Stored data entries

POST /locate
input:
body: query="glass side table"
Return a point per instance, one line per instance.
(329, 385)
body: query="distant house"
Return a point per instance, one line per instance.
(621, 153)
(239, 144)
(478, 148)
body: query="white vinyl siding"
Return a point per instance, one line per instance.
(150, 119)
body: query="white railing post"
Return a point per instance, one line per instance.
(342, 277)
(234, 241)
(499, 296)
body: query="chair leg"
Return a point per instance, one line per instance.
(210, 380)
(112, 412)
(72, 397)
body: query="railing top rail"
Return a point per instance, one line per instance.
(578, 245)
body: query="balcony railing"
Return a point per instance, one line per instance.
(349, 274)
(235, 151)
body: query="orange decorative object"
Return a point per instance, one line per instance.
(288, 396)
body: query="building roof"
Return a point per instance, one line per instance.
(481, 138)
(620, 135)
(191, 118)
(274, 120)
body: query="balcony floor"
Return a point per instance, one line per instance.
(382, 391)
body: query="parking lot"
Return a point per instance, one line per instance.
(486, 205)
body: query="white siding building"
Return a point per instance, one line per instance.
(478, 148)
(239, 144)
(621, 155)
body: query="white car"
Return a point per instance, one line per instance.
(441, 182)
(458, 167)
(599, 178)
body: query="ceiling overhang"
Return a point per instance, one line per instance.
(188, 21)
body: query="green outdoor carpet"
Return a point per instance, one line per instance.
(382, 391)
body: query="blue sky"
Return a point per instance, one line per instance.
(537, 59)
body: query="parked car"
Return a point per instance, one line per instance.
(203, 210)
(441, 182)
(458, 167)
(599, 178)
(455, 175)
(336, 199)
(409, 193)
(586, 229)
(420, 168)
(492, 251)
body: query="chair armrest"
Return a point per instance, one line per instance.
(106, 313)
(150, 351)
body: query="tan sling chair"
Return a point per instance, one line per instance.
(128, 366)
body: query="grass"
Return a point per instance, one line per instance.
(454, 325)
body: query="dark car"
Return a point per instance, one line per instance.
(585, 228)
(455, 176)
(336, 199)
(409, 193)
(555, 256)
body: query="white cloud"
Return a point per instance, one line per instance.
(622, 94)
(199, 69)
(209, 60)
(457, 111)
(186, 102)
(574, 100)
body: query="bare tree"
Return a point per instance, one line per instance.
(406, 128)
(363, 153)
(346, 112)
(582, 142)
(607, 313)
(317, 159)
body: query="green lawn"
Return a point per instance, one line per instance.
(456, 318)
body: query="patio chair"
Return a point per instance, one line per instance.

Task requirements - Quote every line of the data, word for word.

Solution to this exercise -
POST /locate
input:
body: query="glass side table"
Return a point per instance, one line per instance.
(329, 385)
body: query="distant house"
Return a point per instance, one line per instance.
(621, 153)
(239, 144)
(478, 148)
body: query="white vinyl siding"
Return a point per instance, one line per instance.
(150, 119)
body: query="white railing post"
Return a point per instance, one line per instance.
(342, 277)
(234, 241)
(499, 296)
body: query="chair leg"
Return a point per instance, one line per instance.
(210, 380)
(112, 412)
(72, 397)
body: query="railing top rail"
Return a point per instance, one line per instance.
(578, 245)
body: query="balcony railing"
Return a point per instance, one line per instance.
(349, 274)
(235, 151)
body: query="orange decorative object"
Return a point per instance, one line per instance.
(288, 396)
body: query="building roof"
Return a point per instance, one line per instance.
(481, 138)
(620, 135)
(191, 118)
(274, 120)
body: query="balcony floor"
Return a point per instance, one line per instance.
(382, 391)
body: query="parking lot"
Return a point per instance, one line per instance.
(486, 205)
body: query="white siding building"
Return a point per instance, one line per instance.
(478, 148)
(239, 144)
(621, 155)
body: query="white car"
Return a point per instance, one line per instance.
(441, 182)
(458, 167)
(599, 178)
body: query="ceiling overhang"
Return a point per instance, one line per instance.
(188, 21)
body: query="green outdoor carpet"
Return a point per instance, one line per instance.
(382, 391)
body: query="blue sky"
Return a point per instance, one line per instance.
(537, 59)
body: query="parked car"
Return a point per instance, one line per instance.
(203, 210)
(441, 182)
(458, 167)
(599, 178)
(455, 175)
(336, 199)
(409, 193)
(586, 229)
(420, 168)
(492, 251)
body: query="chair armrest"
Return a point per instance, one line per instance.
(106, 313)
(150, 351)
body: query="tan sling chair"
Return a point per instance, one line per instance.
(128, 366)
body: query="grass"
Return a point per instance, one line per instance.
(454, 325)
body: query="dark car"
Return a point per instance, one line per instance.
(585, 228)
(455, 176)
(336, 199)
(409, 193)
(555, 256)
body: query="white cloud"
Return a point per instance, one line per instance.
(622, 94)
(199, 69)
(209, 60)
(457, 111)
(186, 102)
(574, 100)
body: query="bare tree"
Return a point per instance, one line per instance.
(406, 128)
(363, 153)
(346, 112)
(582, 142)
(607, 313)
(317, 159)
body: query="green lawn"
Return a point per instance, one line per instance.
(456, 318)
body: query="patio chair"
Return a point per instance, one line per instance.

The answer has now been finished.